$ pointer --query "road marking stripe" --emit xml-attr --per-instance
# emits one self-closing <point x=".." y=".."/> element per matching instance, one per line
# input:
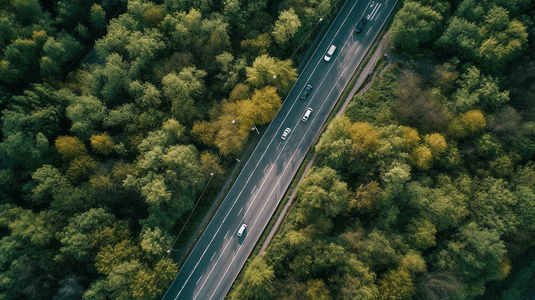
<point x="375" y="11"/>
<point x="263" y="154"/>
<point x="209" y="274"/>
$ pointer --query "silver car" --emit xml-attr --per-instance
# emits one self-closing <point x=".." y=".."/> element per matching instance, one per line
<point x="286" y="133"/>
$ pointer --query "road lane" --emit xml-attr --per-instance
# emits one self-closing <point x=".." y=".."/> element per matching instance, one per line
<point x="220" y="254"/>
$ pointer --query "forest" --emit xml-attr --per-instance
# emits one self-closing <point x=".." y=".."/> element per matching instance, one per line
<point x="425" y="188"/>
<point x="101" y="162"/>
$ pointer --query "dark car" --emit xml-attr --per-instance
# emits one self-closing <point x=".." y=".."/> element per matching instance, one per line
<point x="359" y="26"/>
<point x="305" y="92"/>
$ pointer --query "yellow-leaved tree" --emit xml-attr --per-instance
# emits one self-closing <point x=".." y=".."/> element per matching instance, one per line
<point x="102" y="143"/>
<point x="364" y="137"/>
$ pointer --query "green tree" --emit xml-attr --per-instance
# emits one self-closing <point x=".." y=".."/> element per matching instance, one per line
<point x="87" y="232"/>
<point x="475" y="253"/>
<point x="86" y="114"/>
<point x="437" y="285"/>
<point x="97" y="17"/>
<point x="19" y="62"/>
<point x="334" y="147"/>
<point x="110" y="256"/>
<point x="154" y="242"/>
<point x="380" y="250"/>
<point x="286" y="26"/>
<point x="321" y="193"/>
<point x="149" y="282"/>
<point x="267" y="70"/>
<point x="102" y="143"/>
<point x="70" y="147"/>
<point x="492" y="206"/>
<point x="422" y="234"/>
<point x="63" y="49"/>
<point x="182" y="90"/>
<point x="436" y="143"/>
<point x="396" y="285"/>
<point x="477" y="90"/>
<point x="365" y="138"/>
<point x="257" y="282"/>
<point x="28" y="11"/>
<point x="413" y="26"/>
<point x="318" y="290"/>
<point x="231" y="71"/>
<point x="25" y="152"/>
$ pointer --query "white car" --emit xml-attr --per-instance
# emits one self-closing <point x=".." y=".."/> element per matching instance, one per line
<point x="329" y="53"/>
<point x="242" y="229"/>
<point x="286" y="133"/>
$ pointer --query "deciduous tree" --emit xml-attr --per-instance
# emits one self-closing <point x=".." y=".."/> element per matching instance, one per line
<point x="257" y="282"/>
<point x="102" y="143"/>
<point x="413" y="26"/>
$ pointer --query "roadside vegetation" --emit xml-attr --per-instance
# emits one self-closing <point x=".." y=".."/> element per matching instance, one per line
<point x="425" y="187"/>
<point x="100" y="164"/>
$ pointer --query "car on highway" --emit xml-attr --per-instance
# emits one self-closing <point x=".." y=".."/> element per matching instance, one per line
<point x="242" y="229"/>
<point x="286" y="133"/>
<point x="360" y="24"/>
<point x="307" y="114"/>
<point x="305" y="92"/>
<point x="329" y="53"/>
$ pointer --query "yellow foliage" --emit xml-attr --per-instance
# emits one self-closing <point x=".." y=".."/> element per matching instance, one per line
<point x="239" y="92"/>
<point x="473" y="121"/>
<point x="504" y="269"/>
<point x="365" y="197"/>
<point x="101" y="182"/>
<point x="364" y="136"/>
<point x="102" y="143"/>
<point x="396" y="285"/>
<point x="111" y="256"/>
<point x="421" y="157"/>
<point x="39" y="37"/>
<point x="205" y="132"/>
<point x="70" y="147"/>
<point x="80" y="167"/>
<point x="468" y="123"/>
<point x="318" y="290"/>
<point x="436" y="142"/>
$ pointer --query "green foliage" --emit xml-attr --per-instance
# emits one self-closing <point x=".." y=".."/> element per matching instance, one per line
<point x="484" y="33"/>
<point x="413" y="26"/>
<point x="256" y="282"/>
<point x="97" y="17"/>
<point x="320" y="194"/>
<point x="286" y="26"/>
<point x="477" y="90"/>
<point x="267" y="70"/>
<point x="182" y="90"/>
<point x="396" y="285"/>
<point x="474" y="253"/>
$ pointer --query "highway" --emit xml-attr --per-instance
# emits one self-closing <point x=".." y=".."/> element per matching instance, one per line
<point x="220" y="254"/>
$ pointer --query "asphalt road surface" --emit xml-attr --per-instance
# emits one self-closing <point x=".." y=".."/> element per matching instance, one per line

### Stated task:
Pictures are excluded; output everything else in the data verbatim.

### Result for this task:
$ pointer --query "road marking stripe" --emit xml-attr --per-instance
# emits one self-closing <point x=".." y=".."/> element per matching instance, one per line
# input:
<point x="375" y="11"/>
<point x="263" y="154"/>
<point x="209" y="274"/>
$ pointer --query "silver car" --emit xml-attr --per-instance
# emits one self-closing <point x=".." y=".."/> element per matching instance, one per line
<point x="286" y="133"/>
$ pointer --query "road lane" --emit xml-attr --per-instance
# emits one self-closing <point x=".." y=".."/> element per matching instance, one per line
<point x="220" y="254"/>
$ pointer --query "forest" --emit xml-attr --per-instance
# emits one self-closing <point x=".." y=".."/> element per matching instance, one per line
<point x="425" y="188"/>
<point x="101" y="162"/>
$ pointer --query "dark car" --emit xml-attr --per-instance
# emits one self-closing <point x=".." y=".."/> element per matching instance, one per line
<point x="359" y="26"/>
<point x="305" y="92"/>
$ pointer --query "yellow-leaved tree" --emit xml-attr --per-instance
# emits one self-closing <point x=".." y=".."/> element per matching instance, one per line
<point x="102" y="143"/>
<point x="364" y="137"/>
$ pointer --query "green tree" --emit xml-attr --per-instance
# emits one self-closing <point x=".." y=".."/> element per matching instance, one per line
<point x="87" y="232"/>
<point x="475" y="253"/>
<point x="86" y="114"/>
<point x="437" y="285"/>
<point x="97" y="17"/>
<point x="19" y="62"/>
<point x="334" y="147"/>
<point x="110" y="256"/>
<point x="154" y="242"/>
<point x="380" y="250"/>
<point x="286" y="26"/>
<point x="321" y="193"/>
<point x="149" y="282"/>
<point x="267" y="70"/>
<point x="102" y="143"/>
<point x="70" y="147"/>
<point x="492" y="206"/>
<point x="422" y="234"/>
<point x="63" y="49"/>
<point x="182" y="90"/>
<point x="436" y="143"/>
<point x="396" y="285"/>
<point x="477" y="90"/>
<point x="365" y="138"/>
<point x="257" y="282"/>
<point x="28" y="11"/>
<point x="413" y="26"/>
<point x="318" y="290"/>
<point x="231" y="71"/>
<point x="25" y="152"/>
$ pointer --query "white car" --emit xml-attr --per-instance
# emits one self-closing <point x=".." y=".."/> element per matching instance, one per line
<point x="329" y="53"/>
<point x="242" y="229"/>
<point x="286" y="133"/>
$ pointer --query "deciduous tree" --emit xml-attr --per-instance
# emits one self-closing <point x=".." y=".."/> element per matching instance, one per line
<point x="257" y="282"/>
<point x="102" y="143"/>
<point x="413" y="26"/>
$ pointer --query "roadside vegetation" --emit xml-attr --per-instance
# emits one self-closing <point x=".." y=".."/> element per matching instance, one per line
<point x="425" y="187"/>
<point x="100" y="164"/>
$ pointer --query "car on highway" --emit xml-attr --per-instance
# emits one self-closing <point x=".." y=".."/> element per matching instance, one per line
<point x="242" y="229"/>
<point x="286" y="133"/>
<point x="360" y="24"/>
<point x="307" y="114"/>
<point x="305" y="92"/>
<point x="329" y="53"/>
$ pointer --query "yellow foliage" --emit xml-attr --per-instance
# emits one self-closing <point x=".." y=".."/> element per matching instance, one per line
<point x="239" y="92"/>
<point x="473" y="121"/>
<point x="504" y="269"/>
<point x="365" y="197"/>
<point x="101" y="182"/>
<point x="364" y="136"/>
<point x="102" y="143"/>
<point x="396" y="285"/>
<point x="111" y="256"/>
<point x="421" y="157"/>
<point x="39" y="37"/>
<point x="205" y="132"/>
<point x="70" y="147"/>
<point x="80" y="167"/>
<point x="468" y="123"/>
<point x="318" y="290"/>
<point x="436" y="142"/>
$ pointer --query "green foliage" --emit xml-attr --per-instance
# emits one self-closing <point x=".." y=".."/> element per matching instance, one per line
<point x="484" y="33"/>
<point x="413" y="26"/>
<point x="256" y="282"/>
<point x="97" y="17"/>
<point x="320" y="194"/>
<point x="286" y="26"/>
<point x="477" y="90"/>
<point x="267" y="70"/>
<point x="182" y="90"/>
<point x="396" y="285"/>
<point x="474" y="253"/>
$ pointer --query "highway" --emit xml-attr --per-instance
# emits one self-closing <point x=".." y=".."/> element per matching instance, one per line
<point x="220" y="254"/>
$ pointer --query "asphalt road surface" --emit xml-attr --per-instance
# emits one self-closing <point x=".." y=".."/> element per matching instance, one per line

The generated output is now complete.